═════ 原文选段 ═════
因此,身患重病的父母要向年幼的孩子强调,自己的病情、离世跟他们无关,切勿自责。
她说,有很多家庭选择隐瞒孩子,避免在他们面前谈起这些话题,还会骗他们说身体无碍;明明去化疗,却说出远门旅行等等。
“但你避免谈这个话题,小孩的想像力是很丰富,他就会自行像象。”
那么当父母真的离开了,应该坦承以告吗?抑或需要一个善意的谎言?
“其实在这之前,患者应该亲口告诉他们病情,解释这个病的由来,再根据自身宗教哲理,告诉他们,当患者逝世后会去什么地方,比如基督徒会上天堂;佛教徒是去西方极乐世界等等。”
这样一来,孩子对于生死已有概念,也很清楚父母的状况,在父母离世后,便不会那么轻易被亲戚的言论影响。
“曾有研究指出,大约在孩子4岁或以上,他们已经明白父母的逝世意味着什么,加上现在市面上很多儿童读物会谈死亡,也可以借助书籍帮他们走过这段经历。”
═════ 数据记录 ═════
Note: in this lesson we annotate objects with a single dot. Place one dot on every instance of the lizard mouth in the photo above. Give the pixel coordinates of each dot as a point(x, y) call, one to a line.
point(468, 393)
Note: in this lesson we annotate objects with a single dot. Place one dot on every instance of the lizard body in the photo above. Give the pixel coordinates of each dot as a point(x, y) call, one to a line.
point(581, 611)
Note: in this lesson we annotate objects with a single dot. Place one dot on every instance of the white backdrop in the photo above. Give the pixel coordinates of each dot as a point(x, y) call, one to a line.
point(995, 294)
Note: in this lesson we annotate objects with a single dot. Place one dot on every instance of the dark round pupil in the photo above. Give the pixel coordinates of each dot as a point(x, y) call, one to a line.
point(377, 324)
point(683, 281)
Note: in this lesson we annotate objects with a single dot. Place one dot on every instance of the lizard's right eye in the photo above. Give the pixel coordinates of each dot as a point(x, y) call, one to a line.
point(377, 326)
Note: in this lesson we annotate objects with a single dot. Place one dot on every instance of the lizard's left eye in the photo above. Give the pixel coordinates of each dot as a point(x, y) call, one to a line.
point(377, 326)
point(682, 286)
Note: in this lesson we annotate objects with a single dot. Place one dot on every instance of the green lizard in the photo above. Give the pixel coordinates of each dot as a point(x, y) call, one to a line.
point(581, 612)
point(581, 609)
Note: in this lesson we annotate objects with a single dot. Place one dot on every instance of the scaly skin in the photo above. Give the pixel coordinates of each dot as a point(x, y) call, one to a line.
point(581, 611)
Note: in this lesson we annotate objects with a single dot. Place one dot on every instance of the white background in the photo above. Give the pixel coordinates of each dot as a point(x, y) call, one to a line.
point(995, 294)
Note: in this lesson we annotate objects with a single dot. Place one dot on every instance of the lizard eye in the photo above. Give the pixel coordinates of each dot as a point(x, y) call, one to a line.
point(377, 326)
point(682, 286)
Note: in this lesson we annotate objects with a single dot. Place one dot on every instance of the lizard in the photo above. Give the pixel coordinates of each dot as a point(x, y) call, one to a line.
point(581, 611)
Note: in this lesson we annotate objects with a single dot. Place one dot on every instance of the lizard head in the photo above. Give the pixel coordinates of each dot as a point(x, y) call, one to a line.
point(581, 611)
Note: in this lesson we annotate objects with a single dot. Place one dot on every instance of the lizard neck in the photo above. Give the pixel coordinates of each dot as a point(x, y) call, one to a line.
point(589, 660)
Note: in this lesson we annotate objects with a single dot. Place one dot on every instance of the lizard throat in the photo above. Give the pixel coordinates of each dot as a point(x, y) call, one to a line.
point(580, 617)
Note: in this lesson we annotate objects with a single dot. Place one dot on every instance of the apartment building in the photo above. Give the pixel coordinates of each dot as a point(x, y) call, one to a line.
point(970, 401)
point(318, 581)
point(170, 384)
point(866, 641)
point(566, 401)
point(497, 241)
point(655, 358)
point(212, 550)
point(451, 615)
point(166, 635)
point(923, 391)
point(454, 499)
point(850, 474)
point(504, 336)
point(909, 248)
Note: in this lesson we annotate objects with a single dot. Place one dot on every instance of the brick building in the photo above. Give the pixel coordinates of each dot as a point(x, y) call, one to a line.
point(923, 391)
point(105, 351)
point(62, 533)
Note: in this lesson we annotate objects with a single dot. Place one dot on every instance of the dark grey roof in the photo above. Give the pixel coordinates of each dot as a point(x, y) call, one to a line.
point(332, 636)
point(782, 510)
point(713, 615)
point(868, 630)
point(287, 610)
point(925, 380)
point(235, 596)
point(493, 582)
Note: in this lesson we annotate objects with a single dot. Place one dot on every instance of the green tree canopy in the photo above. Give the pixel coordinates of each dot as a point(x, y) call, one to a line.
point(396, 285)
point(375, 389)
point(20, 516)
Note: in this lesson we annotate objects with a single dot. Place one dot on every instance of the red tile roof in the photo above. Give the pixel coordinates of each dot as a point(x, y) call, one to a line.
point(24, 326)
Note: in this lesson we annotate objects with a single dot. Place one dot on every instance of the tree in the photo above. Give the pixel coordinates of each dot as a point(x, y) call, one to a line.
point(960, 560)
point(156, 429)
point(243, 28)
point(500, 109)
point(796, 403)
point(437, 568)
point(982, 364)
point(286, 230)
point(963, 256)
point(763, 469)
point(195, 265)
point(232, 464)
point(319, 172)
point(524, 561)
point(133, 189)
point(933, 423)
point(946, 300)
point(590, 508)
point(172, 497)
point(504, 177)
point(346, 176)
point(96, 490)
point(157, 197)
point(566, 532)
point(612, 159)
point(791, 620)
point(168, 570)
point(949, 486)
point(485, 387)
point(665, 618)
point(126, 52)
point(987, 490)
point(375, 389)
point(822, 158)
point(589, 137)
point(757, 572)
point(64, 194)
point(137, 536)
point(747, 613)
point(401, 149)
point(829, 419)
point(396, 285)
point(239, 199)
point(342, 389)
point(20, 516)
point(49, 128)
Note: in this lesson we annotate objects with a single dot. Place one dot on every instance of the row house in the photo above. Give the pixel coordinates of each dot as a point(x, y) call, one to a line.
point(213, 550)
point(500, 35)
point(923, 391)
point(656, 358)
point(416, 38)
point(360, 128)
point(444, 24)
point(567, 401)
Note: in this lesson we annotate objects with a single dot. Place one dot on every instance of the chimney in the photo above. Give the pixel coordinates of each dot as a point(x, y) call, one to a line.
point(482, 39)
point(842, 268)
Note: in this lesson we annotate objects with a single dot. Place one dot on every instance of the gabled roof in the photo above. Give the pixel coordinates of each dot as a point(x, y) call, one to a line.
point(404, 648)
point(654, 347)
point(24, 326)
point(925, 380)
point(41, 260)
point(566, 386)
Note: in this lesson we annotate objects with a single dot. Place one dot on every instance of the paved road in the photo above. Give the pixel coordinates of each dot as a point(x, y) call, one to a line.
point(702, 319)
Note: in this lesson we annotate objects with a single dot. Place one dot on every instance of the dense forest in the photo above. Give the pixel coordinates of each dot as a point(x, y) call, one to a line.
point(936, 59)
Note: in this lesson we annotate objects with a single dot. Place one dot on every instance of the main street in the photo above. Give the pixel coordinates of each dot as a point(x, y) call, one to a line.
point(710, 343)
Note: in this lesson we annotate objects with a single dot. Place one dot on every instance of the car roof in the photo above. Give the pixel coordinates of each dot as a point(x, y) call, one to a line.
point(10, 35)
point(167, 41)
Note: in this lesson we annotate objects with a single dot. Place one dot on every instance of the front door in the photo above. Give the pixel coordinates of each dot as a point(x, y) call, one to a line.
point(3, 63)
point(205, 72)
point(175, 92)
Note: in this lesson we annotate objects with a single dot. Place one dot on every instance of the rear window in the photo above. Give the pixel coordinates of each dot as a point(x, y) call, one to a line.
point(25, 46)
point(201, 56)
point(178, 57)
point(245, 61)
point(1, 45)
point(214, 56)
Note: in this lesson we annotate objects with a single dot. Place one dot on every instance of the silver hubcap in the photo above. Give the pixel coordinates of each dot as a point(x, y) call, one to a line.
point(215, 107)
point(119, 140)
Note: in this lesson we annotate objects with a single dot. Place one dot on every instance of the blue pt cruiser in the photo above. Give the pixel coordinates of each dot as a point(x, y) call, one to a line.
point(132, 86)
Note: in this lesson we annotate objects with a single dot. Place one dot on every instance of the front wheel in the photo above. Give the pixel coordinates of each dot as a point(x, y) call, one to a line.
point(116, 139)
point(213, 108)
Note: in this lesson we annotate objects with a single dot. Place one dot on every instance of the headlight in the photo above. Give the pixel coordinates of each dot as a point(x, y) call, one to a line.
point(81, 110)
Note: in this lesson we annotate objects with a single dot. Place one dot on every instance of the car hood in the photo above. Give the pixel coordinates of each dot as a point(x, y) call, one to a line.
═════
练习题
• A. 在这篇关于如何与孩子谈论父母病逝的选段中,研究指出孩子大约从几岁起能明白父母逝世意味着什么?
• B. 接着这篇关于如何与孩子谈论父母病逝的选段最后一句往下写。

作答区
• A. 大约4岁或以上。

• B.
给孩子留下未来的信
李淑慧提到,人是需要被爱、被关注、被需要以及具备能力的。无论父母健在与否,若从小没有从家庭里得到肯定,长大了仍会因此备受挣扎困扰。
“人死如灯灭”,是西汉末年著名思想家桓谭提出的,述说着人一旦死亡后,一切亦随之烟消云散,然而幸运的是我们生活在一个数码时代,可以运用许多方式与未来的孩子对话。
“父母可以用自己擅长的方式,或双亲与孩子之间‘爱的语言’向他们表达。”
她说,父母早逝的孩子一般会好奇父母是一个什么样的人,所以父母可以将自己的故事、喜好记录下来,以此在孩子心里构建出完整的模样。
“再来是,当别人成长的过程中会有父母给予建议,但是自己没有,遇到困难或迷茫时不知所措。”
当然,我们无法预测未来,无法得知孩子将来的境遇,所以父母可以留下较为通用的人生观、价值观、人生经验等等,让他们得以在此基础上做出抉择,通过难关。
记录方式可以是绘画、书信、影像、录音等等,通过上述媒介给年幼的孩子寄出一封封“未来信”。
“有些父母会在一个阶段留下一封信,现在数码时代,你还可以在一些网站上定时寄信。”
在这一封封“未来信”或影像信息中,父母可以给予孩子肯定、表达爱意,告诉他们是被需要的;遇到什么事情,可以怎么处理等等。
“最重要是在生前,制造更多回忆并且拍照、拍视频留作纪念,让他们过后还能回忆。
“你留下的东西,对小孩来说有没有用,其实我们也不知道。但是至少当他们有需要的时候,可以找出来看。”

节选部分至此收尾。